------ TEXT SHOWN
Just to clarify, although most epigenetic marks are wiped in the germline, there is evidence for the exception, that epigenetic marks can sometimes be inherited - that in certain circumstances the level of gene expression established in a parent in response to the environment (notably environmental stress) can be passed to the next generation via epigenetic modifications to the DNA of germline cells.
Technically, this is a Lamarckian process. That’s why pop science articles (and some researchers) try to hype it. But the thing with biology is that it’s so messy that almost nothing never happens.
So the first question is how much information is really being passed in this way? The answer is very little, there is no evidence that it is important, not much has been demonstrated beyond things like which metabolic pathways are more active. Nothing remotely close to a learned behavior or body morphology being transmitted in a Lamarckian manner.
------------
▸ EXERCISE GOAL: Continue the passage on epigenetic inheritance, starting right after its last sentence. You can ignore the items that come next.
------ DATA EXTRACT
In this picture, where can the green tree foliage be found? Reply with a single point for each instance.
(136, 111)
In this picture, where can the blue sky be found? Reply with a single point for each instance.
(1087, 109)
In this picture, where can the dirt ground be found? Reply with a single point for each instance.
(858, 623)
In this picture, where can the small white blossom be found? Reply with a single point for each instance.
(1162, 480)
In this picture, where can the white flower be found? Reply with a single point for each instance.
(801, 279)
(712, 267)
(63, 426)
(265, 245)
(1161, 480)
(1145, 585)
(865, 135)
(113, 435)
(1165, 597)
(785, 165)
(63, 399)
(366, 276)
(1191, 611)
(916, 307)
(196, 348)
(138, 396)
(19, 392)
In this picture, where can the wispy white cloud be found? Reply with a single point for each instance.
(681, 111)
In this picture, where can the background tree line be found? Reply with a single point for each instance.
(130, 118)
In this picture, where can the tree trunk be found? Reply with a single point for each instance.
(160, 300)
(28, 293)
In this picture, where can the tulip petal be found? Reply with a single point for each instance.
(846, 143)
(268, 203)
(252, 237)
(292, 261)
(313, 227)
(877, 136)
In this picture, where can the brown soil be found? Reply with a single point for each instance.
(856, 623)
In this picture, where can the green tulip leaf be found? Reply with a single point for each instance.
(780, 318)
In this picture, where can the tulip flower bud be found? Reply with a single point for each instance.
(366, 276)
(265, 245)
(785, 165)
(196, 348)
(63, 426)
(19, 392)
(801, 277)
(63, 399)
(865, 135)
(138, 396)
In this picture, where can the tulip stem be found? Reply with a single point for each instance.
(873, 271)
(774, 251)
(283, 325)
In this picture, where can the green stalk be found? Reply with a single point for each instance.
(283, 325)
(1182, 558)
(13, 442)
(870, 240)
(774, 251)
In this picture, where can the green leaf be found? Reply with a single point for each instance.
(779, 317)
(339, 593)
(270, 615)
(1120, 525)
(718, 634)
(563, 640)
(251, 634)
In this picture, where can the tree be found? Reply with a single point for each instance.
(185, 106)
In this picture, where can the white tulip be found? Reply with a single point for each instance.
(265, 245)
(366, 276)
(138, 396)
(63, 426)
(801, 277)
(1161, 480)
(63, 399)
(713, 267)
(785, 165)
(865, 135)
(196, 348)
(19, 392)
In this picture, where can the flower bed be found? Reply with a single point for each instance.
------------
------ DATA EXTRACT
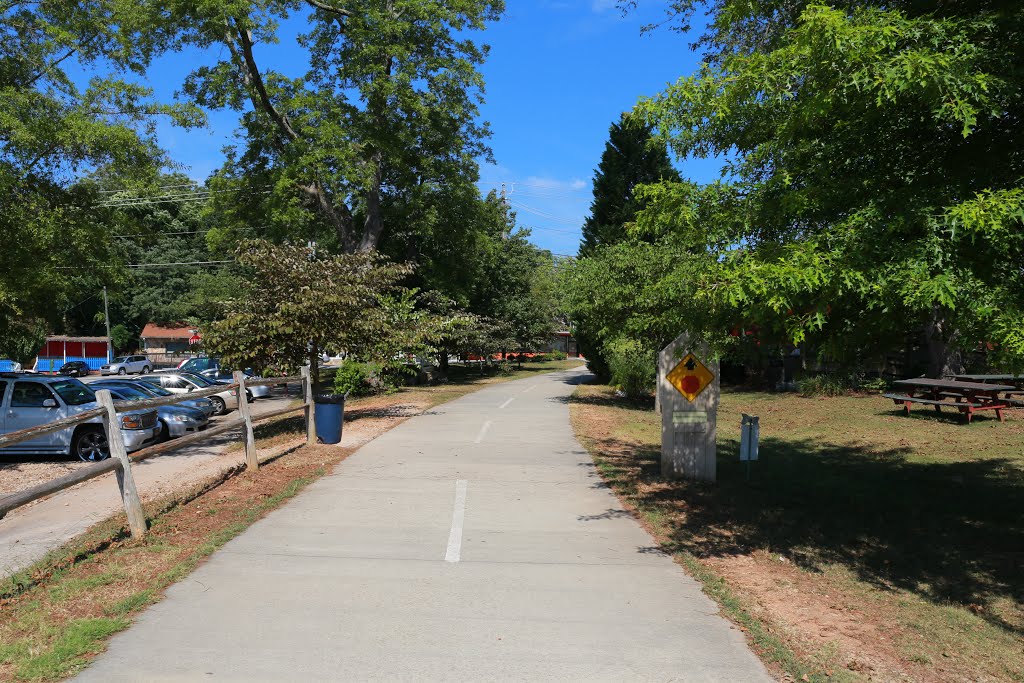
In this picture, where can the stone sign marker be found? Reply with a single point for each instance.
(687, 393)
------------
▸ RESULT OF THE TASK:
The other huge caveat is that (as in the linked article below) people researching transgenerational epigenetic inheritance in mammals naturally (as a practical experimental matter) include investigation of epigenetic marks that are not passed via germline DNA modifications but those that are established in the womb. This, of course, does not violate the Darwinian paradigm at all. Changes in gene expression in the fetus established in the womb due to things like maternal malnutrition and stress are certainly inherited, but not in a Lamarckian manner, only in the same way that a child inherits plenty of things (including gene expression) from its parents after birth through sharing their environment.
But you correctly identity the decisive killer blow to any significant Lamarckian evolutionary paradigm mediated by epigenetics. Although epigenetic marks can (rarely) persist for a few generations, they do not have the permanance of DNA, they simply do not last long enough to undermine the Darwinian paradigm for evolution.